- Excerpt:
Recent price path
- 2026-02-14: EUR 1.34/kg
- 2026-02-21: EUR 1.35/kg
- 2026-02-28: EUR 1.35/kg
- 2026-03-06: EUR 1.36/kg
- 2026-03-13: EUR 1.35/kg
🌍 Supply & Demand
- Supply remains available: Commercial sources and sector references continue to identify Fayoum and parts of Upper Egypt as core herb and mint production zones, supporting the idea of steady raw material availability for dried spearmint exports.
- Export demand is steady, not aggressive: Spearmint remains a standard export herb for tea, foodservice, seasoning, and herbal processing channels, but current price behavior suggests routine replenishment demand rather than panic buying. This is an inference from the flat weekly price structure and the absence of disruptive supply news.
- Compliance is a major market filter: For Egyptian medicinal and aromatic plants, export performance increasingly depends on pesticide management, residue compliance, and food safety systems, especially for EU-oriented business. That tends to support well-prepared exporters while limiting upside for lower-spec supply.
📊 Market Drivers
- Price driver: The market is almost flat over the past month, which usually signals balanced nearby supply and demand.
- Weather driver: Mild, mostly dry conditions across Cairo, Beni Suef, Fayoum, and Minya favor fieldwork, drying quality, and logistics, reducing immediate weather premium in FOB offers.
- Quality driver: Buyers remain sensitive to cleanliness, color retention, aroma, and residue compliance, especially in premium tea and EU channels.
- Competitive driver: Egypt’s herb exporters face international competition and therefore have an incentive to keep offers commercially attractive when supply conditions are normal.

- Problems to solve:
1/ According to the spearmint market report, which areas are core herb and mint production zones?
2/ Continue the spearmint market report from its last line.

- Dataset content:
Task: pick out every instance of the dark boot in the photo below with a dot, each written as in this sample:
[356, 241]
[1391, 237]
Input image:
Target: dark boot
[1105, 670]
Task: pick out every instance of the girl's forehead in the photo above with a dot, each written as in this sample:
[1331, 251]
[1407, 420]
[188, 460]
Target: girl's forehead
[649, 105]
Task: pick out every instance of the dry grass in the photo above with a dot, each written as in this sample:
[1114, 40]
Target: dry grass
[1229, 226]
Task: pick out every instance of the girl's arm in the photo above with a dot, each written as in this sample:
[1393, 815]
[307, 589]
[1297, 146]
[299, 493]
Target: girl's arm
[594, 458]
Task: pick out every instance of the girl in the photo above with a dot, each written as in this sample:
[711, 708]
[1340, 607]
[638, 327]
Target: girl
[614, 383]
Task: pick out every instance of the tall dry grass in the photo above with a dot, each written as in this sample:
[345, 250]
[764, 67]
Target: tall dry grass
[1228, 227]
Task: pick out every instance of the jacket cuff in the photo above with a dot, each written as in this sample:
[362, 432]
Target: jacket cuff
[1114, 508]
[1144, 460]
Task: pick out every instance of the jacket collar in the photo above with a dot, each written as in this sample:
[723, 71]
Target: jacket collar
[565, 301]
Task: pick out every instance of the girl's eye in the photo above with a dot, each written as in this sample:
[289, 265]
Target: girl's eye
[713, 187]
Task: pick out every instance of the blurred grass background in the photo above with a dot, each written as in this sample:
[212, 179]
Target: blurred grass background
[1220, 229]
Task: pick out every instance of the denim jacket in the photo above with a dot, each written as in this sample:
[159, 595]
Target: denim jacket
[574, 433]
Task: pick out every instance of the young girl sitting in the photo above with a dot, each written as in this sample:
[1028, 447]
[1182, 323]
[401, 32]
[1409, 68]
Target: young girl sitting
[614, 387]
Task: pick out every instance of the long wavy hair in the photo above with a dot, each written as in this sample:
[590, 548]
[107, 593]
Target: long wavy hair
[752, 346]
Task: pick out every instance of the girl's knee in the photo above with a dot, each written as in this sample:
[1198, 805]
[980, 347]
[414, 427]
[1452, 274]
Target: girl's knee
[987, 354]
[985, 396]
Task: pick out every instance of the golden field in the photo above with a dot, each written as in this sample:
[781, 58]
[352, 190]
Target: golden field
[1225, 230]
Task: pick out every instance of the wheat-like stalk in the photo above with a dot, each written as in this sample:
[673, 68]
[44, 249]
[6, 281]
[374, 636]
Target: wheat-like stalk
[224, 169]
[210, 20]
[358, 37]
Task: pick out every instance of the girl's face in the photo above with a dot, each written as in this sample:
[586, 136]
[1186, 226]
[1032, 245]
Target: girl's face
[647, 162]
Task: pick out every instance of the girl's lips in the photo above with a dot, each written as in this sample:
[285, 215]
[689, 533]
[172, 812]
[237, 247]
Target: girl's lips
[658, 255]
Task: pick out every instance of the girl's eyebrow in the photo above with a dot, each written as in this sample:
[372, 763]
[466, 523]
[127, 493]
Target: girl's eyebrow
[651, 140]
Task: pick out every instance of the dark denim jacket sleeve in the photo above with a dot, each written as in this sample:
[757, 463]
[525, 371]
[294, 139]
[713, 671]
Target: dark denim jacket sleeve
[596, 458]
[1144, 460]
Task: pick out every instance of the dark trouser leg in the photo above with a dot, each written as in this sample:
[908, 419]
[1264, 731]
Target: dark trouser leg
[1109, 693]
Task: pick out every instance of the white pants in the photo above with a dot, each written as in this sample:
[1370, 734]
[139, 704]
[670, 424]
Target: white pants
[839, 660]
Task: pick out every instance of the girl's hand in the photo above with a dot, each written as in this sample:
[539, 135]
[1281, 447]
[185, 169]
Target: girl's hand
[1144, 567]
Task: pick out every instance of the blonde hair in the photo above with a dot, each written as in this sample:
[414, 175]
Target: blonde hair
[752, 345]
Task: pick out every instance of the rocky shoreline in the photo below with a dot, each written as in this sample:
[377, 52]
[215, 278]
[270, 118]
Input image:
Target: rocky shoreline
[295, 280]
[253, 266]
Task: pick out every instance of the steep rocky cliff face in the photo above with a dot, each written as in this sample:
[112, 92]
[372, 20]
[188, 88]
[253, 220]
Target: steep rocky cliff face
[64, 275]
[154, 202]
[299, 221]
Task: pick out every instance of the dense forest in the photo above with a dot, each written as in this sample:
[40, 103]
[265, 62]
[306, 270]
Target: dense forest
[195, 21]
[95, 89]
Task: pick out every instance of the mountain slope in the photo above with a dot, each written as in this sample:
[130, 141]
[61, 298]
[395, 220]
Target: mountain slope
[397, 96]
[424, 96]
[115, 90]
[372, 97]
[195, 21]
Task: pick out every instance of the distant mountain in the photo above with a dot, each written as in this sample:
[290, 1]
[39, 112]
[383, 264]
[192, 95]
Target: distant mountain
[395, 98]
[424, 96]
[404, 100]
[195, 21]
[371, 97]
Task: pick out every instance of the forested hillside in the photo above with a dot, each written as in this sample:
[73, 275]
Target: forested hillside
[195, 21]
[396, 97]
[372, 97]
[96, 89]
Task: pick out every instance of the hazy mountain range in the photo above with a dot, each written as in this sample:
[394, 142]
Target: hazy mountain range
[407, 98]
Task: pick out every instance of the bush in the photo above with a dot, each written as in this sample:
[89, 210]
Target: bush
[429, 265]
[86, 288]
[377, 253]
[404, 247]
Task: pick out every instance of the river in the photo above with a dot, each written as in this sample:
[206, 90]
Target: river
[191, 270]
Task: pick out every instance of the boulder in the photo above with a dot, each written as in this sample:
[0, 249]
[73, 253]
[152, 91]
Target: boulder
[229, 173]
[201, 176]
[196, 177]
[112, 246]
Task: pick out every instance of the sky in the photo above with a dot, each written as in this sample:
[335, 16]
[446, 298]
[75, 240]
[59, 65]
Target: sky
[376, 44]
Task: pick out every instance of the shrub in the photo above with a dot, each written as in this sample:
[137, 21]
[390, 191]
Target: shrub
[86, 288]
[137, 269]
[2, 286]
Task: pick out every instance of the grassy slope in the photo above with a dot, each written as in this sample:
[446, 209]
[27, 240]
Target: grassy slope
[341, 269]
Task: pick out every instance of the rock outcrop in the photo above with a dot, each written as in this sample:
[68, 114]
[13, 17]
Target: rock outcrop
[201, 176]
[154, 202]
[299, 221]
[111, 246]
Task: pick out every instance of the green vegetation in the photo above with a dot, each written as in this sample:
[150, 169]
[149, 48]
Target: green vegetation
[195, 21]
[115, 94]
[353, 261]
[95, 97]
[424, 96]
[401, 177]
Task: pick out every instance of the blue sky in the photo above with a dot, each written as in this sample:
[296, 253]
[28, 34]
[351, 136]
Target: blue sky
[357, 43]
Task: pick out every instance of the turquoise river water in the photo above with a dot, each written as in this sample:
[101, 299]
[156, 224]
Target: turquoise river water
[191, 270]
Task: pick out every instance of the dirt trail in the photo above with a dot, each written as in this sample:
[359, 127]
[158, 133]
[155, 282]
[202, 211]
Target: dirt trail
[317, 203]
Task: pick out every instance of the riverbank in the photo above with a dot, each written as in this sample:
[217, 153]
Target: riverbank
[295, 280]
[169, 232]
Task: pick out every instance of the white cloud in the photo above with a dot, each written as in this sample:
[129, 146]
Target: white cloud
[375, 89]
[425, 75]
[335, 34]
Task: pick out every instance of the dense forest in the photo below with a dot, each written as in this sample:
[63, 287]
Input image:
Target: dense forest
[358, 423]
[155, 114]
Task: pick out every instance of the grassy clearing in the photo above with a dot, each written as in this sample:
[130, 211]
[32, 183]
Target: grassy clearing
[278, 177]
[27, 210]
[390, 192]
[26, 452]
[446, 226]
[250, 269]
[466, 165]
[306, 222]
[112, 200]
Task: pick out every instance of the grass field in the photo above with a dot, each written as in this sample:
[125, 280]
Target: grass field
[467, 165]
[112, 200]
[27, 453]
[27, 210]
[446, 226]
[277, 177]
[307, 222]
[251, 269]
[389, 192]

- Task-by-task answers:
1/ Fayoum and parts of Upper Egypt.

2/
☀️ Weather Outlook for Key Spearmint Regions in Egypt
| Region | Mar 14 | Mar 15 | Mar 16 | Mar 17 | Market Effect |
|---|---|---|---|---|---|
| Cairo | 25°C / breezy | 22°C / pleasant | 24°C / hazy sun | 27°C / hazy sun | Supportive for transport and loading |
| Beni Suef | 25°C / hazy | 23°C / sun-cloud mix | 25°C / hazy sunshine | 30°C / warmer | Good drying conditions; no major stress |
| Fayoum | 25°C / breezy | 23°C / partly sunny | 25°C / hazy sun | 29°C / warmer | Favorable for harvest and post-harvest handling |
| Minya | 24°C / breezy | 24°C / sunny | 25°C / hazy sun | 31°C / warmer | Slightly warmer by day 4, still supportive overall |
The next several days do not point to rain disruption, cold shock, or severe heat stress in the main Egyptian regions relevant to spearmint supply. That should keep drying losses limited and logistics relatively smooth, which is one reason the market is unlikely to spike sharply in the immediate term.
🧭 Trade Flow and Export Context
- Egypt remains an established exporter of medicinal and aromatic plants, with mint included among the sector’s recognized export items.
- Fayoum and Upper Egypt continue to appear prominently in documentation and commercial references related to herb production and post-harvest infrastructure.
- Food safety and residue management remain central to preserving access to premium export destinations, especially in Europe.
📌 Trading Outlook
- Nearby outlook: Stable to slightly soft.
- Bias: Rangebound around current FOB levels unless weather turns adverse or compliance issues tighten available exportable supply.
- For buyers: Current levels look workable for short-term coverage; no strong evidence of an imminent upside breakout.
- For sellers: Maintain offer discipline on higher-color, cleaner lots; quality differentiation matters more than broad market momentum.
- Key risk to monitor: EU-facing residue regulation and shipment compliance can quickly separate premium exportable stock from discounted material.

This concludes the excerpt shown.